◆ **Daftar Tugas**:
**1.** Jawablah pertanyaan berikut berdasarkan kutipan teks tentang jamu Nyonya Meneer.
(a) Pukul berapa halaman perusahaan tampak sepi?
(b) Di kota mana dan pada tahun berapa Meneer lahir?
(c) Pada tahun berapa perusahaan jamu cap potret nyonya meneer lahir?
**2.** Sebutkan semua hal yang diajukan sebagai kemungkinan ciri khas Semarang dalam pertanyaan pembuka kutipan teks tentang jamu Nyonya Meneer.

◆ **Kutipan Teks**:

Minggu, 26 April 2015

Jamu, Jamu….. Jamune Mas, Mbak Yu


Apa yang khas dari Semarang? Lawang sewu, kota lama, tugu muda, lumpia, pagoda, simpang lima atau rob?

Delapan hingga sepuluh perempuan keluar dari angkot. Mereka berjalan sembari bercerita dan saling gurau. “Eh Yu, rego lombok mundhak meneh jal. Mumet aku, bojoku nek mangan ora pedes tah emoh,” tutur satu di antaranya. “Iyo kok, gilani tenan regane”. Begitu sebuah obrolan singkat ibu-ibu memasuki gerbang. Di sudut pos, nampak dua perempuan dan dua laki-laki yang berpakaian layaknya satpam berdiri dengan melempar senyum pada siapa saja yang datang. Tak jarang mereka saling menggoda. Ya, pagi menjadi pembuka untuk ngalap berkah.

Pukul 08.00 halaman nampak sepi. Semua sudah masuk ruangan. Pagi itu, saya sedang berada di perusahaan jamu nyonya meneer tepatnya di jalan raya Kaligawe Semarang. Dari luar terlihat ibu-ibu sedang mengenakan baju ganti kerja yang berwarna cokelat bak seorang pelayan restoran. Mereka lah yang siap meramu jamu.
            
Meneer lahir pada 1895 di kota kecil Sidoarjo Jawa Timur. Sewaktu kehamilannya, ibunya tidak suka makan nasi. Justru ibunya ngidam menir, sisa butir halus penumbukan padi. Itu lah asal usul nama menir. Sebab pengaruh ejaan belanda perkataan menir menjadi meneer.
            
Usia 17 tahun, Meneer menikah dengan seorang pria asal Semarang. Di kota itu lah Meneer hidup dengan suaminya. Suatu ketika suaminya sakit keras, berbagai obat dicoba tapi tidak memberi perubahan kesembuhan. Meneer akhirnya meramu jamu jawa yang diajarkan oleh orang tunya. Perlahan secara berangsur-angsur, suaminya mulai sehat kembali. Sejak itu meneer mulai menolong keluarga, tetangga, dan kawan. Baru pada permulaan abad ke 20 tepatnya pada 1919 lahirlah perusahaan jamu cap potret nyonya meneer. Informasi tersebut didapatkan dari humas museum jamu nyonya meneer yang terletak satu tempat dengan perusahaannya.

◆ **Baris Tersimpan**:

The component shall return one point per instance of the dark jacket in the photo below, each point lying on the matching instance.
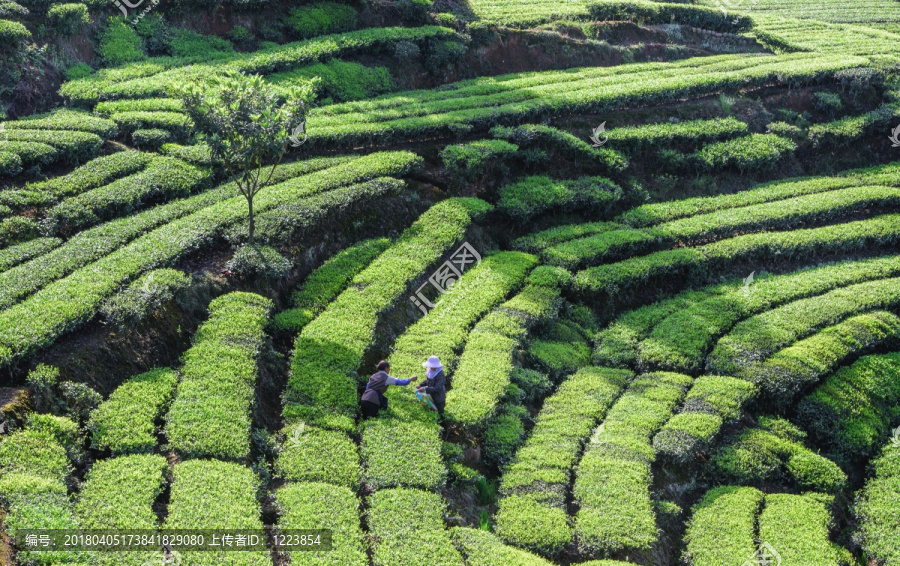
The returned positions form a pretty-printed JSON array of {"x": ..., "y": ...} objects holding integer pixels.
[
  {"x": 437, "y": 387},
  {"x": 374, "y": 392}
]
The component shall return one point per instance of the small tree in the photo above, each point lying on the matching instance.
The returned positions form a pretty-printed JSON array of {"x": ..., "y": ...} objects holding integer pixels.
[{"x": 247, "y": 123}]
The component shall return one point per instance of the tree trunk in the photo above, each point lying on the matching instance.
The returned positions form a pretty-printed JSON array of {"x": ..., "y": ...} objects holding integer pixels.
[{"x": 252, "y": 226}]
...
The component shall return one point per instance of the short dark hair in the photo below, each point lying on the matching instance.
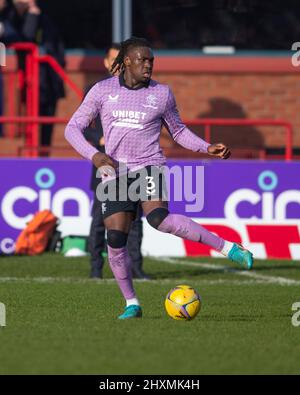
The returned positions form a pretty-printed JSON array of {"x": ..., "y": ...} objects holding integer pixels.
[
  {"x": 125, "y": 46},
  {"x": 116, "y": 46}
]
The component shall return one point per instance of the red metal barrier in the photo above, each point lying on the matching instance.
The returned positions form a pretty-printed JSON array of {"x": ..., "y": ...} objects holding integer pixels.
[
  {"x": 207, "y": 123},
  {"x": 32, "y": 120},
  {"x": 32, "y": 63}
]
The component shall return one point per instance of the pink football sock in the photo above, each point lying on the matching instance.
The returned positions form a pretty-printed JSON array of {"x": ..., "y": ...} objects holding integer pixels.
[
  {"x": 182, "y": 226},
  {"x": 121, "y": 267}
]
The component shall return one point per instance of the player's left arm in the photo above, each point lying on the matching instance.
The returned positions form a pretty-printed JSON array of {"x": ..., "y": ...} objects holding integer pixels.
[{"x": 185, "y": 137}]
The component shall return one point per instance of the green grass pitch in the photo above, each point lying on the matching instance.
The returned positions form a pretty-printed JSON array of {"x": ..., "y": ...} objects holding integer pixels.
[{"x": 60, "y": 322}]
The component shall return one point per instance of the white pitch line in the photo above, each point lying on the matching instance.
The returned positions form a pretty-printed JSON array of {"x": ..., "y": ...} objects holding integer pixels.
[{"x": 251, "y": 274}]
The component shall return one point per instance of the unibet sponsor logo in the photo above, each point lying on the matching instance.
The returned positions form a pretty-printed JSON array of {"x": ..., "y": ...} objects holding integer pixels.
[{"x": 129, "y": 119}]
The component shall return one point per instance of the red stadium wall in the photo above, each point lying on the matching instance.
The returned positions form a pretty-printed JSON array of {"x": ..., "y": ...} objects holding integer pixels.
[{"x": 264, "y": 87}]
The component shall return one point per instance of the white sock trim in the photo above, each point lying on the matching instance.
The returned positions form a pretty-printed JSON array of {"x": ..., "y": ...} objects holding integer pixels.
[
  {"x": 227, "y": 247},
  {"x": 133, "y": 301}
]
--
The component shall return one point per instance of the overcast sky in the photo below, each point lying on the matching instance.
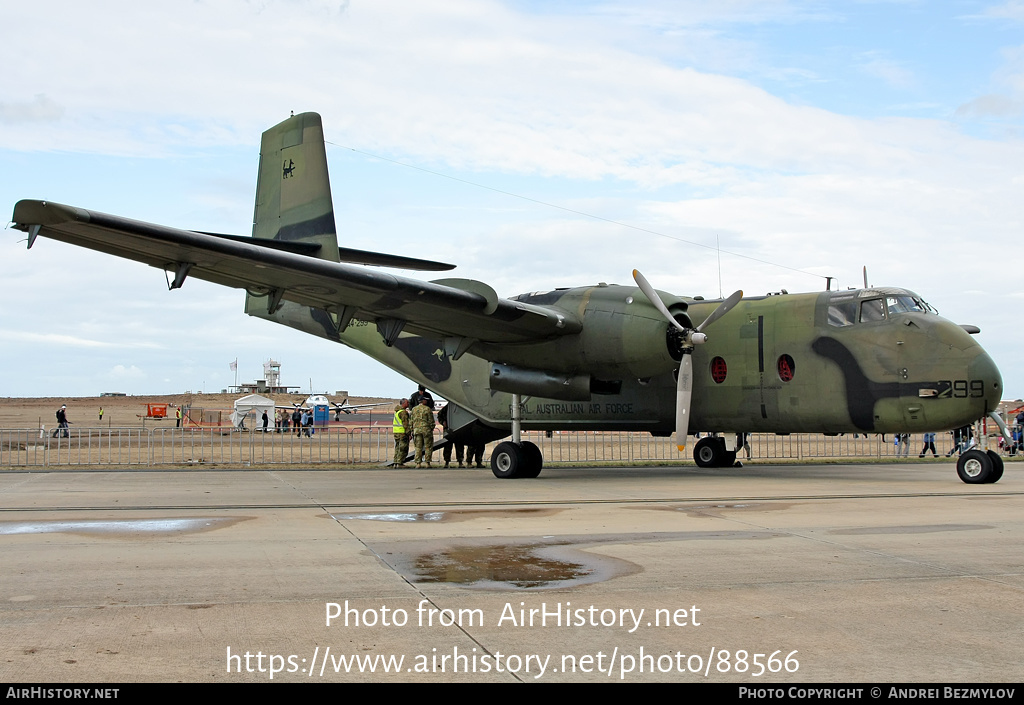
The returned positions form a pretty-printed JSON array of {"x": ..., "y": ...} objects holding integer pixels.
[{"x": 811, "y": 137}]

◆ **Jawaban Setiap Tugas**:
**1.**
(a) Pukul 08.00.
(b) Di Sidoarjo, Jawa Timur, pada tahun 1895.
(c) Pada tahun 1919.

**2.** Lawang sewu, kota lama, tugu muda, lumpia, pagoda, simpang lima, dan rob.